Data for processing:
----

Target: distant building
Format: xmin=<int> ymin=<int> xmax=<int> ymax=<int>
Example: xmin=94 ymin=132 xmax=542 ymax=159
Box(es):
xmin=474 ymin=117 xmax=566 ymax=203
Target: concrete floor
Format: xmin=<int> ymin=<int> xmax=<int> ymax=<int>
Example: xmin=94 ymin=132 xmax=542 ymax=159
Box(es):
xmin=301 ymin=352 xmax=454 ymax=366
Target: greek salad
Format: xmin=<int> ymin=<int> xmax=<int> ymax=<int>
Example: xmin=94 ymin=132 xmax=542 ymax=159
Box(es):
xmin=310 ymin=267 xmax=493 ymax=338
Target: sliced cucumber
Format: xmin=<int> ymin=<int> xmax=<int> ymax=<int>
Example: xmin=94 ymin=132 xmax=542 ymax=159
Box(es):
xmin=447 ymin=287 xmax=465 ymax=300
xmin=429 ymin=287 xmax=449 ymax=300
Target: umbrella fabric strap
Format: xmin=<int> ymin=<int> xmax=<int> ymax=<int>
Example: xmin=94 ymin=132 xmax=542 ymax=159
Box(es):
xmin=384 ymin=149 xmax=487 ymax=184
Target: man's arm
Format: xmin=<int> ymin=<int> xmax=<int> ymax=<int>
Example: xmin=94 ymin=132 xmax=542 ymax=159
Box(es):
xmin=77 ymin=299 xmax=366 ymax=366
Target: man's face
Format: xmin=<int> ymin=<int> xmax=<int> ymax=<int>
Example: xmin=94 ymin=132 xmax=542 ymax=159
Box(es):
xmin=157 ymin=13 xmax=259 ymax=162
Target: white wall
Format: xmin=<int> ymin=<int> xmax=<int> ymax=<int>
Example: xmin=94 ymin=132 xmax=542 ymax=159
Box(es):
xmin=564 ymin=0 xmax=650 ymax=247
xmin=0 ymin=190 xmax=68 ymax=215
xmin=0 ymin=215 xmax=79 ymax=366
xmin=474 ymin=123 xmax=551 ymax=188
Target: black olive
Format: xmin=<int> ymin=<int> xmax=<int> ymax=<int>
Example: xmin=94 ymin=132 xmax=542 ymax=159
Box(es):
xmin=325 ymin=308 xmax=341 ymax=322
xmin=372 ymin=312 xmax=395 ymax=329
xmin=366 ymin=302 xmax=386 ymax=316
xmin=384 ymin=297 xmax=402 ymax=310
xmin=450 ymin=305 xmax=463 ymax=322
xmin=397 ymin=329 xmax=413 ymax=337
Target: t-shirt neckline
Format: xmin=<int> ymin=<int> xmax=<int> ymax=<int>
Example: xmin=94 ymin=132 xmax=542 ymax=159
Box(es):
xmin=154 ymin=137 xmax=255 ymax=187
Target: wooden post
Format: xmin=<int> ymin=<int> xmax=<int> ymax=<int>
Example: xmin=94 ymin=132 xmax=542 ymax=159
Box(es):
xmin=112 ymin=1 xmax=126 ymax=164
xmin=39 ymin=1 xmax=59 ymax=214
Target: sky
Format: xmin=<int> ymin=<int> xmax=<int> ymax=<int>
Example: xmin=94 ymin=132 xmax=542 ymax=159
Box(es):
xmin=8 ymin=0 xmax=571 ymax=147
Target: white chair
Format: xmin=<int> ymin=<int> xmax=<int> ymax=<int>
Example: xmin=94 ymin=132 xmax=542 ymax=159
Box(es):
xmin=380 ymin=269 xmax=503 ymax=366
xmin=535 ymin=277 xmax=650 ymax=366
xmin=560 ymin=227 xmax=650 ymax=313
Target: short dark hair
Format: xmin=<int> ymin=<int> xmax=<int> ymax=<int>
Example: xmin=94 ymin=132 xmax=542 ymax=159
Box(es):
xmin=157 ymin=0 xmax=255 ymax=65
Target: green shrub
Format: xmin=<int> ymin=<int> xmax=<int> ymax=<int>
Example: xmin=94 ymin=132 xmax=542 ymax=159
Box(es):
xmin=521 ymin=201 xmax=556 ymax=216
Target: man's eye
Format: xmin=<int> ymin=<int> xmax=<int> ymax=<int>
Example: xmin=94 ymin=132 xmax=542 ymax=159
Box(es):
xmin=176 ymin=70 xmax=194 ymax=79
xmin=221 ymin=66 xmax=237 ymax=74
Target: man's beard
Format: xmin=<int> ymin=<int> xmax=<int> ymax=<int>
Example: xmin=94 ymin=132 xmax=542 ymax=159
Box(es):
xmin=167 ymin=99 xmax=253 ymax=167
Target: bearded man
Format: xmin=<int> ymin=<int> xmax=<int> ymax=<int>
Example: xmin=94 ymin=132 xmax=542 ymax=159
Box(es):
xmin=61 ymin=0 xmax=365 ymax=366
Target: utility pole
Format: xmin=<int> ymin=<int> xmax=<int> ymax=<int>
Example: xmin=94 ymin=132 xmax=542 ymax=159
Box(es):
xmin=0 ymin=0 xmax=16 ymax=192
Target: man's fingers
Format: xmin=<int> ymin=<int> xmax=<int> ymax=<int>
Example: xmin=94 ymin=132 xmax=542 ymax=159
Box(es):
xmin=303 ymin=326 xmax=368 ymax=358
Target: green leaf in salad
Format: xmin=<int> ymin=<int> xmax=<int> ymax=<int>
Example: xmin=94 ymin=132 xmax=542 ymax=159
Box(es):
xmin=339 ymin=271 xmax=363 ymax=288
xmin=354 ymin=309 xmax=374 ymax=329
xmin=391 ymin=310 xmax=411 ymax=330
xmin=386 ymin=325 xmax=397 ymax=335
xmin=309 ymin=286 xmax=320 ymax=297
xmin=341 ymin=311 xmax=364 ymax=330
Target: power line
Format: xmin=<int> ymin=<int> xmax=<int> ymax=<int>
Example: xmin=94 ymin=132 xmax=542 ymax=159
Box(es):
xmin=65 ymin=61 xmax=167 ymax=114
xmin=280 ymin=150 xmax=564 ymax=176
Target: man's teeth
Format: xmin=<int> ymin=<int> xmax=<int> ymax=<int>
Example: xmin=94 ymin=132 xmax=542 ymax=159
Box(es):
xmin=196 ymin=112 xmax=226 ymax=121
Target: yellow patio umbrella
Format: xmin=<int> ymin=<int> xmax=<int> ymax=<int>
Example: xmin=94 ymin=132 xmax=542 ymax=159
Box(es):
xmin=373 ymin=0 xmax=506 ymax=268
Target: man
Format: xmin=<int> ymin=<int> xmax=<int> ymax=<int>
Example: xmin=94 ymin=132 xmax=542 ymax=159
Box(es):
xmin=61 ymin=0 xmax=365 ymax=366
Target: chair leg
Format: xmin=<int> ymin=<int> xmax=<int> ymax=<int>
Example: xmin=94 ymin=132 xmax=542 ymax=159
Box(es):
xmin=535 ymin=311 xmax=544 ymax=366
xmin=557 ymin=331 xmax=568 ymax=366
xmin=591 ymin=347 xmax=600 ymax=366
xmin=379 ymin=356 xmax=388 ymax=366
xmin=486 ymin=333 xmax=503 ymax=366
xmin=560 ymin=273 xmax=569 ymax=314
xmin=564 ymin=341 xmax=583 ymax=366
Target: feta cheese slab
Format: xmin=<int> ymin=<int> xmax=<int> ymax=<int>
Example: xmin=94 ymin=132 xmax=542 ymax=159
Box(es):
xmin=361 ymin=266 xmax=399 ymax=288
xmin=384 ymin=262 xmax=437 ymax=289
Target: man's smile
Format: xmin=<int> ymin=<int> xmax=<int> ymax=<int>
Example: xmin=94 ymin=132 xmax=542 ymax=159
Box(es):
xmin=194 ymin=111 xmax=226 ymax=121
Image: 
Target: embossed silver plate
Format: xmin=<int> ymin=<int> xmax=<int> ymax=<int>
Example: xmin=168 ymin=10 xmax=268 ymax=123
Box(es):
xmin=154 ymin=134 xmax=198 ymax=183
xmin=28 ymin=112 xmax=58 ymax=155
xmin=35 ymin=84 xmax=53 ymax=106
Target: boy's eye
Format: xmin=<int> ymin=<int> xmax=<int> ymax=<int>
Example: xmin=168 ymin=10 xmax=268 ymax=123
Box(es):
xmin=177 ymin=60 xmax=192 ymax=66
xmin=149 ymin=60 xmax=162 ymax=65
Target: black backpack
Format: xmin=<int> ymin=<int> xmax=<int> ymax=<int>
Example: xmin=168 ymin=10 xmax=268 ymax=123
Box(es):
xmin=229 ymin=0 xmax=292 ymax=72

----

Rewrite the lines from the one with "Target: boy's eye" up to and including the last line, swapping "backpack" for "rucksack" and leaving everything else unchanged.

Output below:
Target: boy's eye
Format: xmin=<int> ymin=<int> xmax=<int> ymax=<int>
Example: xmin=168 ymin=10 xmax=268 ymax=123
Box(es):
xmin=177 ymin=60 xmax=192 ymax=66
xmin=149 ymin=60 xmax=162 ymax=65
Target: black rucksack
Format: xmin=<int> ymin=<int> xmax=<int> ymax=<int>
Example: xmin=168 ymin=10 xmax=268 ymax=123
Box(es):
xmin=229 ymin=0 xmax=292 ymax=72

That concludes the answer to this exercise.